§ **DIRECTIONS FOR THIS TASK**
Every line of the records below should be restated exactly.

§ **DATASET EXTRACT**
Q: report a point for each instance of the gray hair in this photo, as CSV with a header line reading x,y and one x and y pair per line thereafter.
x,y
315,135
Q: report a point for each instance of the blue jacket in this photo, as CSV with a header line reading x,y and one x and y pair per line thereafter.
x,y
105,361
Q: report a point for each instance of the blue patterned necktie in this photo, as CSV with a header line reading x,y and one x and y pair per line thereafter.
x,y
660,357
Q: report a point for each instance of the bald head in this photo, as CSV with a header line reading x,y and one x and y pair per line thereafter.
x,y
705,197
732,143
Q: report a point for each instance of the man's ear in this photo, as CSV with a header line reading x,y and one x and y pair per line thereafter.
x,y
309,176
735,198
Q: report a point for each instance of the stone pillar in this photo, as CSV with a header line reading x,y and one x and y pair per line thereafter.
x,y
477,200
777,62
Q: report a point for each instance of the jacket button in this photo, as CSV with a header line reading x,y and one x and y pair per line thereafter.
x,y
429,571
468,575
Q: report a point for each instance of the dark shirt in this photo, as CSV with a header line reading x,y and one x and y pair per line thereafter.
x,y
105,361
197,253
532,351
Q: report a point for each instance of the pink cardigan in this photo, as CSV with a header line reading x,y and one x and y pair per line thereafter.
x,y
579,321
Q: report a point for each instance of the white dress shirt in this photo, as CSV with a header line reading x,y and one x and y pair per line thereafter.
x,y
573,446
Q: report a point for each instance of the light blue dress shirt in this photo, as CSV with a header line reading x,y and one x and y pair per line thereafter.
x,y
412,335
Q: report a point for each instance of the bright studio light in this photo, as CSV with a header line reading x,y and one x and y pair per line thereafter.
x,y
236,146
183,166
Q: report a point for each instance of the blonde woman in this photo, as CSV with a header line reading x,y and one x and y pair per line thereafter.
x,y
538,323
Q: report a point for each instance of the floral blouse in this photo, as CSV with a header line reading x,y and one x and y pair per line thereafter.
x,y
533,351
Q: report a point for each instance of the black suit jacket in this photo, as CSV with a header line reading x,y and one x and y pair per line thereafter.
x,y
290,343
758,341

§ **SOLUTION**
Q: report a point for each instance of the gray hair in this photo, as CSV with a header line reading x,y and one x and y pair per line thereafter.
x,y
315,135
Q: report a point for each instance of the blue jacket in this photo, as CSV with a header line reading x,y and one x and y pair per line thereafter.
x,y
105,361
Q: report a point for each instance of the blue patterned necktie in this photo, as CSV with a header line reading x,y and one x and y pair per line thereafter.
x,y
660,357
Q: report a point for each instance of the bald head in this photo, as CSV with a header line reading x,y and one x and y pair per line thereafter.
x,y
705,197
732,143
Q: report a point for each instance of the man's ear in this photo, as CSV with a header line reading x,y and one x and y pair per line thereafter.
x,y
309,176
735,198
Q: report a point for each instance of the stone pillar in this photo, as CSV with a header line reading x,y and one x and y pair per line thereafter.
x,y
477,200
777,62
Q: report a point for each instance of the jacket button in this photo, as CSV with a header line reading x,y and one x and y pair per line thereafter.
x,y
429,571
468,575
Q: report a point for each instance of the dark shirt in this photo, as CSV with a header line reading x,y and one x and y pair per line thereafter.
x,y
105,361
197,253
532,351
Q: report a point for each instance of the pink cardigan in this photo, as CSV with a header line reading x,y and one x and y pair per line thereafter.
x,y
579,321
Q: report a point for each instance of the white dress shirt in this photo, as CSV with a header line reading x,y and one x and y pair per line thereafter.
x,y
573,446
Q: report a point for each instance of the light blue dress shirt in this photo, as CSV with a header line reading x,y and one x and y pair per line thereafter.
x,y
412,335
Q: report a point for each instance of the bright studio light in this photo, as CSV with a header line reading x,y and one x and y pair per line thereafter.
x,y
236,146
183,166
Q: report a point for each instance of the blonde woman in this photo, as CSV with a header line reading x,y and one x and y pair per line thereafter.
x,y
538,323
Q: report a point for each instance of the floral blouse in this photo, as CSV with a header line reading x,y and one x and y pair per line thereafter.
x,y
533,351
Q: report a point for each instance of the black suit jacket in this photo, as CSV with a header line reading x,y and one x and y pair per line thereafter.
x,y
290,343
758,341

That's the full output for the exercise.